__TASK DETAILS__.
Only the lines from the one containing "Reviewer check: make sure each instance of the brick" through the final line of the material below should be output, exactly as they stand.

__RECORDS SHOWN__.
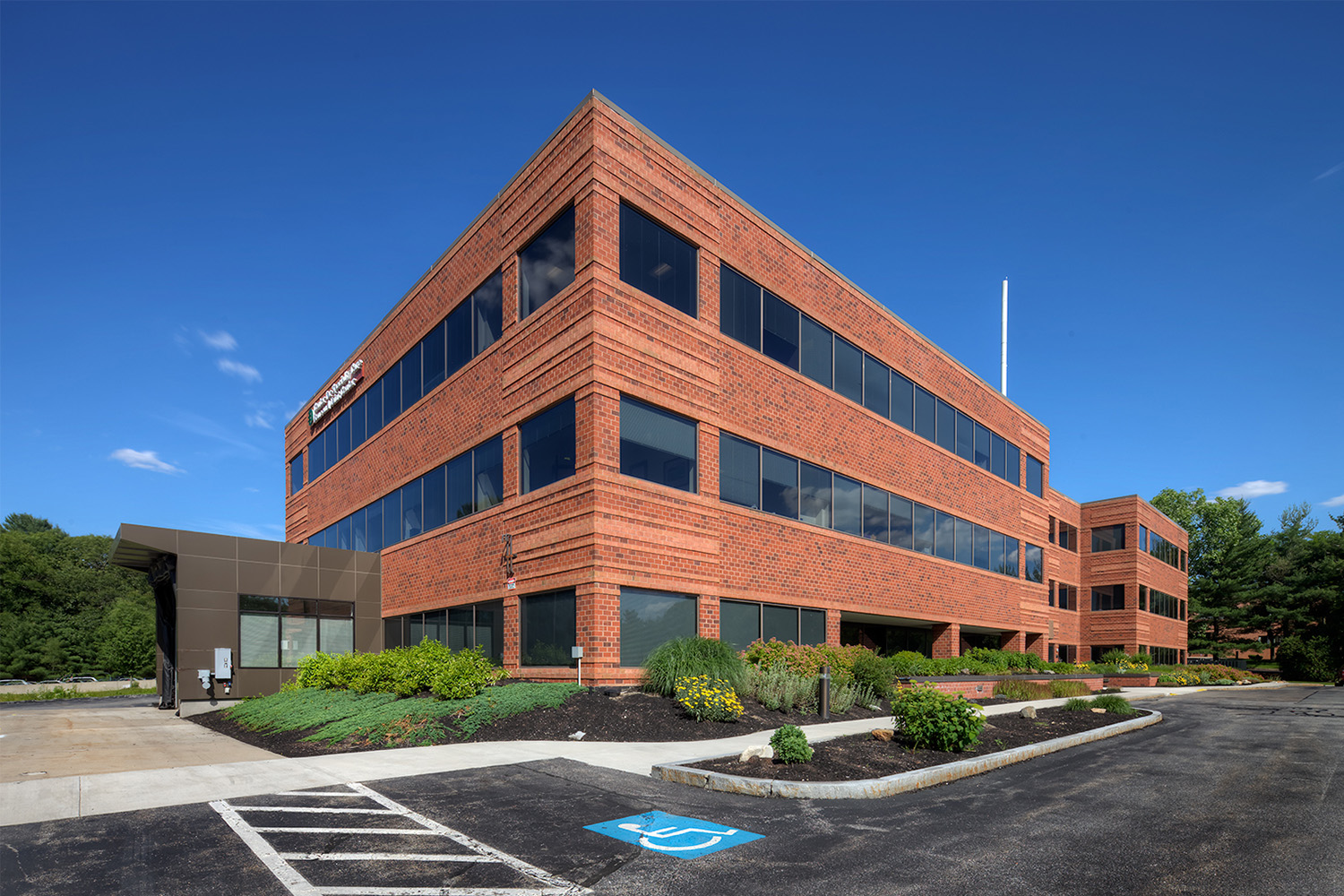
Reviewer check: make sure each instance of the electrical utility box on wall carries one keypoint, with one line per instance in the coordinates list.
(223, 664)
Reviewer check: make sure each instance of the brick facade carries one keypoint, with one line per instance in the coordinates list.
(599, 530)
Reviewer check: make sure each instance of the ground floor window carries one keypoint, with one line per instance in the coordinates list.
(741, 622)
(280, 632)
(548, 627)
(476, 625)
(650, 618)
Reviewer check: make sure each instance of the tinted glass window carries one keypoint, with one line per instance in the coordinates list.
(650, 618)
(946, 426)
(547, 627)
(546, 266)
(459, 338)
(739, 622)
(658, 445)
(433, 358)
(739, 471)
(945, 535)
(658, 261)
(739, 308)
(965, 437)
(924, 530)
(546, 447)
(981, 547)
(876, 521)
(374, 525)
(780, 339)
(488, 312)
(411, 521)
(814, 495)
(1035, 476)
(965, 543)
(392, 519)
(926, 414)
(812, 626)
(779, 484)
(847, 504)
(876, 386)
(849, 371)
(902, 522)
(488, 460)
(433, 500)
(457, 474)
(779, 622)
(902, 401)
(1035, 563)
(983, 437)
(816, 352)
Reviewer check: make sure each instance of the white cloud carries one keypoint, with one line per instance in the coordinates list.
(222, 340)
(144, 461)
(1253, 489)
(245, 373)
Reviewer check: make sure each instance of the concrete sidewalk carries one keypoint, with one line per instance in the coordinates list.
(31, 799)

__SOLUTION FOR THIS TASK__.
Reviewer check: make sure each instance of the brick facade carries one keypoint, with one line per instance in the coordinates list.
(599, 530)
Reviewer check: make sure each instance of the ground floor window carries one keypoint, with one line per instance in the coordinates list.
(741, 622)
(280, 632)
(548, 627)
(476, 625)
(650, 618)
Reviewer check: make sure each instance of the tinted glass window carries one keypoint, with one line per instance in the coordinates list.
(650, 618)
(946, 426)
(547, 627)
(546, 266)
(459, 338)
(739, 622)
(658, 445)
(433, 358)
(739, 471)
(945, 535)
(658, 261)
(739, 308)
(965, 437)
(924, 530)
(546, 447)
(981, 547)
(876, 521)
(374, 525)
(780, 339)
(488, 312)
(411, 521)
(814, 495)
(1035, 476)
(965, 543)
(392, 519)
(926, 414)
(812, 626)
(779, 484)
(847, 504)
(876, 386)
(849, 371)
(902, 522)
(488, 460)
(433, 500)
(457, 474)
(779, 622)
(902, 401)
(1035, 563)
(983, 437)
(816, 352)
Reviewer check: make sure each instance of the white cloud carries one keypoint, with one line per instance in the coordinates list.
(222, 340)
(144, 461)
(1253, 489)
(245, 373)
Reviewer check: make sure each instance of the concrete sidewalk carries one keypoint, with one line per instance in the coordinates list.
(31, 799)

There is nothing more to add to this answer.